Work instructions: Retype the data below exactly, skipping pictures.

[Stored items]
▬▬▬▬▬▬

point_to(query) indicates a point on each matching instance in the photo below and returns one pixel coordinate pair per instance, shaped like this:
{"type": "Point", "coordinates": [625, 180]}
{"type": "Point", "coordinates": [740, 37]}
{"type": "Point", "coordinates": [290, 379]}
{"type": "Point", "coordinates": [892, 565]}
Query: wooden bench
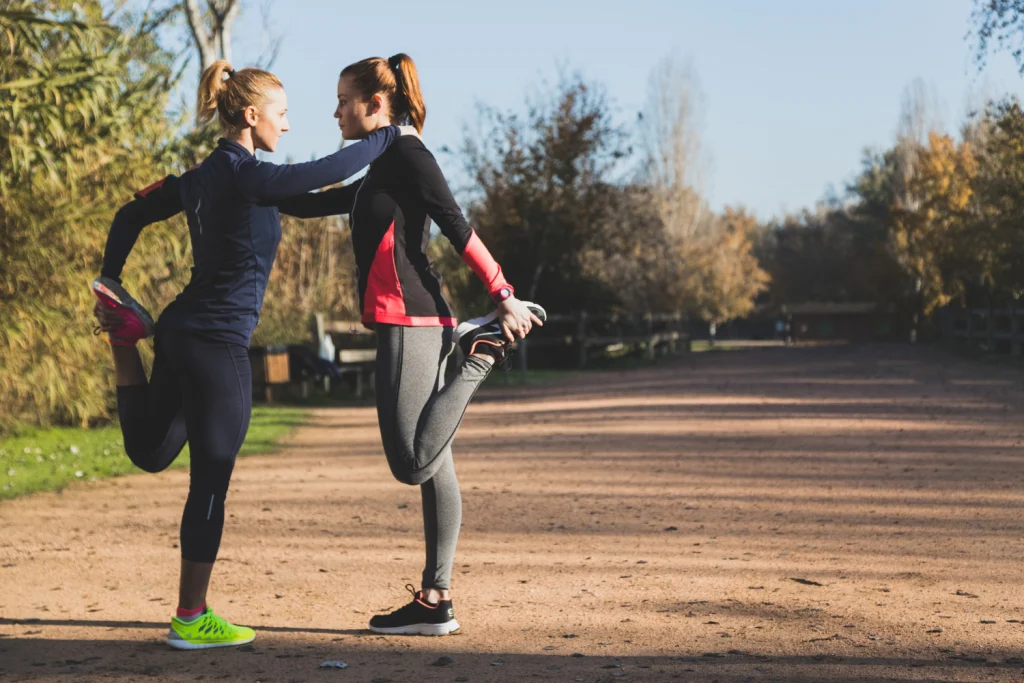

▬▬▬▬▬▬

Task response:
point_to(query) indicates a point on each matching instance in the photo below and returns one pixel coordinate pair per instance, shaped like this:
{"type": "Point", "coordinates": [625, 180]}
{"type": "Point", "coordinates": [740, 37]}
{"type": "Point", "coordinates": [290, 379]}
{"type": "Point", "coordinates": [892, 565]}
Query: wooden bench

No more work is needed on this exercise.